**取り組む課題:**
**a.** 認知症ケアの文章の「だから認知症ケアにおいては、」から「を行うことを基本としている。」までを、そのまま書き写してください。
**b.** 認知症ケアの文章で、脳が働くために必要な高度な機能として挙げられているものをすべて書き出してください。
**c.** 認知症ケアの文章を、最後の文に続けて書き進めてください。

··· 原文

根拠に基づく新しい認知症ケア「キョウメーションケア(Kyomation Care)」

見るだけでなく聞いたり触れたり味わったり嗅いだりして、人は外からの刺激に“共鳴”しながら同感の念を持って寄添い生きている。その世界を感じとるのは脳の働きにある。 
このあたりまえのことが壊れていく実感を捉えるようになったのは聞けて読めて書けるのに話せない不思議な認知症の老人に出会ってからである。
キョウメーションケアとは2002年カナダのトロントで行われた在宅看護介護国際学会で筆者により始めて提唱された「医学・看護学・介護学に基づき認知症の人の思いに”共鳴”していくケアの仕組み」のことである。
知覚、判断、記憶、学習、運動などの高度な機能が働くためには脳という複雑な情報系の必要な部位へ必要な情報が入力されなければならないが認知症は脳の病気によって引き起こされた脳の機能障害の結果ただただ理解不能な得体の知れない現象としかみえないのである。
だから認知症ケアにおいては、まず、脳の働きと病態メカニズムをきちんと理解することが重要だと思う。
そこで認知症ケアに携わる全ての方々に「認知症」という病気の実体と根拠に基づく認知症ケア「キョウメーションケア」で認知障害や生活障害が改善しBPSDが緩和した実際を報告する。これにより認知症ケアにおいて直面している状況が少しでも改善することを請い望むものである。
まず私たち人間が障害のある・なしにかかわらず互いの違いを社会で認め合いながら生きていくことは簡単なことではない。
もちろん障害は身体的なことだけではない。たとえば一般的に行われている認知症ケアには介護職や医療職など数多くの異なる専門職が関わっているわけだが、これらの専門職の関わり方は、それぞれの領域から、それぞれの専門的見地で認知症の人を捉え状態や問題を評価してサポートしているにすぎないと言える。
介護職は主として認知症の人が「人間らしく」暮らせるよう日常生活動作を中心に心情的・経済的・常識的に介助し保護的にサポートを行い「身体症状」に合わせて、よりよく豊かな生活を営めるようにケアをしている。
一方の医療職は障害されたある状態像に対し治療的に「人間的な生活」を回復・維持・向上する「身体疾患」の経過をアシストしながらリハビリテーションを中心に援助に当たっている。
しかし、そうしたスタンスでは介護職は介護の視点だけで捉えたケアを医療職は医療の視点だけで捉えたケアを行っているに過ぎないことになる。
認知症ケアは継続的アセスメントに基づく適切な食事内容の確保や服薬の確認、排泄時の清潔保持、心身の状況の変化の確認など見守りから支援、援助までをシームレスに対応することが不可欠となるため、キョウメーションケアでは図のように介護職と医療職が一体となり利用者ニーズに応じたアプローチを行うことを基本としている。
だからこそ介護・医療の専門職は専門的倫理として「互いを認める」という人権尊重の立場を取ることが大変重要になってくる。

······
··· 提供資料

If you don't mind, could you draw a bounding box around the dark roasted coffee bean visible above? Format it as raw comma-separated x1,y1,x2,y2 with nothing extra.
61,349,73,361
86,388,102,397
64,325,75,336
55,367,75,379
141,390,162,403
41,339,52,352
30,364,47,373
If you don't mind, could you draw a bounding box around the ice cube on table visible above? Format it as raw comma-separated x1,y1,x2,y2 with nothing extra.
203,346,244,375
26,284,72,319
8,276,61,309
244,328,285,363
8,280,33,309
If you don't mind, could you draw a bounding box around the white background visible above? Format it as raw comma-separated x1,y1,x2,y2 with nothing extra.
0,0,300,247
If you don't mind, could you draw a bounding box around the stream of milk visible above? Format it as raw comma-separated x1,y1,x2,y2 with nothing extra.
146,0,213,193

······

**課題の解答:**
**a.**
だから認知症ケアにおいては、まず、脳の働きと病態メカニズムをきちんと理解することが重要だと思う。
そこで認知症ケアに携わる全ての方々に「認知症」という病気の実体と根拠に基づく認知症ケア「キョウメーションケア」で認知障害や生活障害が改善しBPSDが緩和した実際を報告する。これにより認知症ケアにおいて直面している状況が少しでも改善することを請い望むものである。
まず私たち人間が障害のある・なしにかかわらず互いの違いを社会で認め合いながら生きていくことは簡単なことではない。
もちろん障害は身体的なことだけではない。たとえば一般的に行われている認知症ケアには介護職や医療職など数多くの異なる専門職が関わっているわけだが、これらの専門職の関わり方は、それぞれの領域から、それぞれの専門的見地で認知症の人を捉え状態や問題を評価してサポートしているにすぎないと言える。
介護職は主として認知症の人が「人間らしく」暮らせるよう日常生活動作を中心に心情的・経済的・常識的に介助し保護的にサポートを行い「身体症状」に合わせて、よりよく豊かな生活を営めるようにケアをしている。
一方の医療職は障害されたある状態像に対し治療的に「人間的な生活」を回復・維持・向上する「身体疾患」の経過をアシストしながらリハビリテーションを中心に援助に当たっている。
しかし、そうしたスタンスでは介護職は介護の視点だけで捉えたケアを医療職は医療の視点だけで捉えたケアを行っているに過ぎないことになる。
認知症ケアは継続的アセスメントに基づく適切な食事内容の確保や服薬の確認、排泄時の清潔保持、心身の状況の変化の確認など見守りから支援、援助までをシームレスに対応することが不可欠となるため、キョウメーションケアでは図のように介護職と医療職が一体となり利用者ニーズに応じたアプローチを行うことを基本としている。

**b.** 知覚、判断、記憶、学習、運動

**c.**
このように利用者ニーズに応じて必要なチームが形成され、その時々に求められる介護や医療のサービスを提供することを専門職連携業務IPW(Interprofessional Work)と呼んでいる。
IPWで認知症ケアを行えば自立した生活が難しくなる問題や課題の解消が図れ、焦燥、妄想、不安、徘徊などの行動・心理症状BPSDが起こる要因を分析することも可能になる。
もちろん「ただ連携しましょう!」と言うだけで可能になるものではないことも十分承知している。介護のケア現場は24時間365日の体制で停止することなく動いているわけで介護現場の職員は必然的にチームを組んで仕事をせざるを得ない状況なのだ。
それだけでなく任されたシフトの中では、どの職員も「同じ質のケア」を提供しなくてはならないわけでもある。
以前の認知症ケアでは1人の人物の指示によりチームの中で与えられた役割を果たすことに重点が置かれていた。そのため自分の役割に限定して、それぞれが独立して仕事を行うため情報の共有は難しくヒエラルキー(階層構造)により連絡はスムーズにできるが専門職としての知識・技術を求められるものの職種間の連携は弱く利用者ニーズに応じたケアを均一的に行うことは難しかった。
そこで、キョウメーションケアでは各専門職が協働・連携してチームの中で果たすべき役割を担いながら目的・目標を共有できるように計画作成、計画実行、行動・介入に対する反応、結果評価、計画見直し、情報収集、情報分析というケアのPDCAサイクルを日常的に循環させながら認知症と向き合っていくというケアの実践を行った。
キョウメーションケアの最終目標は、認知症高齢者が豊かな生活を送ることにある。その目標達成に欠かせない自立支援からアプローチすることを基本に据えている。
そのためには、まず既存情報に基づき暫定プランを作成し支援を開始する。その後、介護と医療の両側面からIPWによりアセスメントを行い、その結果を集約して本格的な自立支援のための認知症ケアのプランが立案され実践されるのである。